Assignment> Nothing is needed except the lines below that run from the one with "the desert shrub" through the one with "Tag the sandy", repeated exactly.
+++ Input data +++
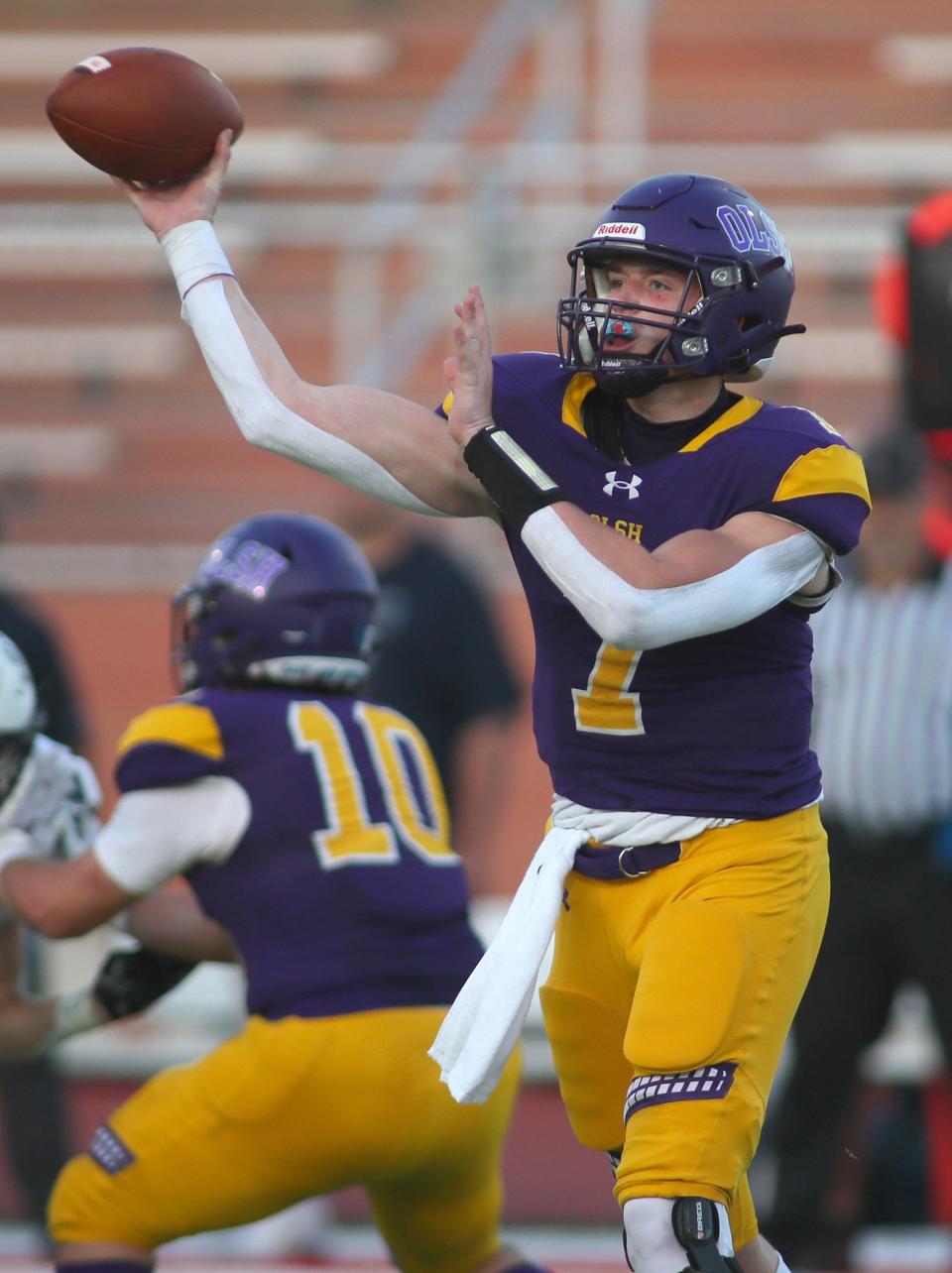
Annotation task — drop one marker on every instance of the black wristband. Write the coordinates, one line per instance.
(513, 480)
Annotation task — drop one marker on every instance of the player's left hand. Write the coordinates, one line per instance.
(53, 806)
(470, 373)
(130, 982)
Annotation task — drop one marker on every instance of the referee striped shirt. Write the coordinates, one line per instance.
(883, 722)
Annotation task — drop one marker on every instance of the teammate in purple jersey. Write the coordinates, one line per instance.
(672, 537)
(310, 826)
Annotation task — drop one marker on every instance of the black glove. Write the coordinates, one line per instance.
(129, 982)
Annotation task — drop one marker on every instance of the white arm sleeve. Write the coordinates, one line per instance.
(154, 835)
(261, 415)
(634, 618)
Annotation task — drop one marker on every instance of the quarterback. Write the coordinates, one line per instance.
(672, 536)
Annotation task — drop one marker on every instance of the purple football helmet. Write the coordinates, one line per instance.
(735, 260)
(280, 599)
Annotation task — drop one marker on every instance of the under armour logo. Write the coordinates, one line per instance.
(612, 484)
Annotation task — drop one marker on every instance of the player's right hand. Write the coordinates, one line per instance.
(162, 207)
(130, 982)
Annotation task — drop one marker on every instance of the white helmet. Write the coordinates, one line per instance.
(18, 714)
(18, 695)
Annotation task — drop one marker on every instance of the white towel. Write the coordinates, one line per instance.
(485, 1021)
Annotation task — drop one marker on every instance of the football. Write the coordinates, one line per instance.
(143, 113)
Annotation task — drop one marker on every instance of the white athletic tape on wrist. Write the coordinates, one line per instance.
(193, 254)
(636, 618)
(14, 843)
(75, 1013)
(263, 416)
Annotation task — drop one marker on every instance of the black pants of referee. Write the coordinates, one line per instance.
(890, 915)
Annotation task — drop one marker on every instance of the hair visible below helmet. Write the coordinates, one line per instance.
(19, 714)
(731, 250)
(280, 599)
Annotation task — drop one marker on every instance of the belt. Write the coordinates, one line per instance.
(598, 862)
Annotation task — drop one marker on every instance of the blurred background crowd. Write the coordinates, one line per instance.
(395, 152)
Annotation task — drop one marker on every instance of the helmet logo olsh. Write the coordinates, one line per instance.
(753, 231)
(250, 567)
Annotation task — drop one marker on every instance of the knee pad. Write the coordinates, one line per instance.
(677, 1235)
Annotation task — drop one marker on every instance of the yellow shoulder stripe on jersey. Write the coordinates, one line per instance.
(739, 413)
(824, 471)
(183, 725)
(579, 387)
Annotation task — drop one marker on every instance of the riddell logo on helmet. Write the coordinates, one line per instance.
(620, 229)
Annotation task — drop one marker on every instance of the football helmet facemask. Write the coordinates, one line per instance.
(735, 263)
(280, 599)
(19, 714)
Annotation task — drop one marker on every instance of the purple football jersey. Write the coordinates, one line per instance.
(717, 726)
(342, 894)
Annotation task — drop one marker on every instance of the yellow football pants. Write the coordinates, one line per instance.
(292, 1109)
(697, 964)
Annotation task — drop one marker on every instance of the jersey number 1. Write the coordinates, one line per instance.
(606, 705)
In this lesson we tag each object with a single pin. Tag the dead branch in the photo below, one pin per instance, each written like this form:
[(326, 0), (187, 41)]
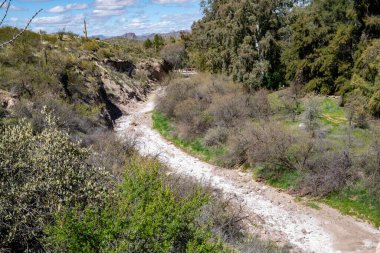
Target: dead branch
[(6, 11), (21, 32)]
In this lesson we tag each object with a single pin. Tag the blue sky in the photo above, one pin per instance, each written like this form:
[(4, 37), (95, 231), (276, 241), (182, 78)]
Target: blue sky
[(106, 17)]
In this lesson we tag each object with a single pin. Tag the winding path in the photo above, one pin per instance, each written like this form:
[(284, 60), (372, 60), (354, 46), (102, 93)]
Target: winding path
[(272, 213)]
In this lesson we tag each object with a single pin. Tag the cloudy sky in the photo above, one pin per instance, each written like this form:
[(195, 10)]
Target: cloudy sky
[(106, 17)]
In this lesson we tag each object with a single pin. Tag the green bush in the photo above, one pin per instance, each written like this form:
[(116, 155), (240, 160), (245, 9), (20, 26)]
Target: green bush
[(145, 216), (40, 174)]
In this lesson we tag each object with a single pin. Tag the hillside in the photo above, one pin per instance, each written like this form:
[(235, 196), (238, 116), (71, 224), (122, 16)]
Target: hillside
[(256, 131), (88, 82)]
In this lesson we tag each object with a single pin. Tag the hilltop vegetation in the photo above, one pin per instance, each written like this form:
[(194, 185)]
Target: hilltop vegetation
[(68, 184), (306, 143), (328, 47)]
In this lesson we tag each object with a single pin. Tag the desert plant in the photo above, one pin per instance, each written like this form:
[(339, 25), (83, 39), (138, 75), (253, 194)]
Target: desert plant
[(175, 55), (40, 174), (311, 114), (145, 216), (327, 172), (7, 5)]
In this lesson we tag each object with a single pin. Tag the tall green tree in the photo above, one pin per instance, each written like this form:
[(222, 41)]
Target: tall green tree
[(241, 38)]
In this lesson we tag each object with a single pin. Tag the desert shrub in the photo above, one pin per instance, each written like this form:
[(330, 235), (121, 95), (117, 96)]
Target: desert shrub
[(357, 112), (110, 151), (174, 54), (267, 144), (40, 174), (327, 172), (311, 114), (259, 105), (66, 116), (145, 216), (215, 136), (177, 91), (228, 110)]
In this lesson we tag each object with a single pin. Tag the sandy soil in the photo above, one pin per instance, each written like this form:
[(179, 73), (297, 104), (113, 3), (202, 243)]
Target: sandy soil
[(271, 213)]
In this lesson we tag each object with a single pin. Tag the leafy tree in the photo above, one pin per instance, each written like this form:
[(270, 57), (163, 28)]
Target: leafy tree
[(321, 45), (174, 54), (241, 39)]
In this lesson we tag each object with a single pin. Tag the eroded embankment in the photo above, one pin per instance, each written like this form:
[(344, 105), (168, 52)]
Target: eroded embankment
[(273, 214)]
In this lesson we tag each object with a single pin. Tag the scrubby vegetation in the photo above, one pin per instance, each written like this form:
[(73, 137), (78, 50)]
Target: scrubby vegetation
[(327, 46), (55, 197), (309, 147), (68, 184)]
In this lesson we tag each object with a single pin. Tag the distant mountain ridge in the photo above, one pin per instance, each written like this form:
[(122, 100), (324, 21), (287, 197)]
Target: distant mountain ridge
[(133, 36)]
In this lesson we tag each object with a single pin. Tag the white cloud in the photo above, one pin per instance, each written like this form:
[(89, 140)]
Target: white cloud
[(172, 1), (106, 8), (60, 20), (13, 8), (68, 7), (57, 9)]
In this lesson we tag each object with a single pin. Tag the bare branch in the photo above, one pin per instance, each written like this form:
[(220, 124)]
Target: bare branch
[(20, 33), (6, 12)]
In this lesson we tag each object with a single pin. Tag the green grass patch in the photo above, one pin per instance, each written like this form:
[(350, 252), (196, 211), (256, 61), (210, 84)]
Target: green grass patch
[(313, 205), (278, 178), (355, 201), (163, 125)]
+++
Written reply>
In this lesson we tag each object with a single pin. Tag the desert shrub in the photo above, one pin per instance, each written like this form:
[(330, 235), (121, 95), (117, 96)]
Target: desert shrub
[(357, 112), (110, 151), (174, 54), (267, 144), (40, 174), (327, 172), (311, 114), (259, 105), (66, 116), (145, 216), (215, 136), (177, 91), (228, 110)]
In this lesson we tag each object with a single pin. Tag the sandy soil in the photo above, one pin per instance, each written like this form:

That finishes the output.